[Collected data]

== Segment start ==

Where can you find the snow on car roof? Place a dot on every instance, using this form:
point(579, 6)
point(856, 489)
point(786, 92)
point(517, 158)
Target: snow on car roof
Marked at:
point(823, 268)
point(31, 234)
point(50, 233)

== Segment end ==

TASK DIRECTIONS: Would you please set down the lines from the one with "point(856, 489)" to the end of the data above, exactly and without any other lines?

ANSWER SPACE:
point(856, 489)
point(786, 92)
point(517, 158)
Target: snow on car roof
Marked at:
point(823, 268)
point(31, 234)
point(50, 233)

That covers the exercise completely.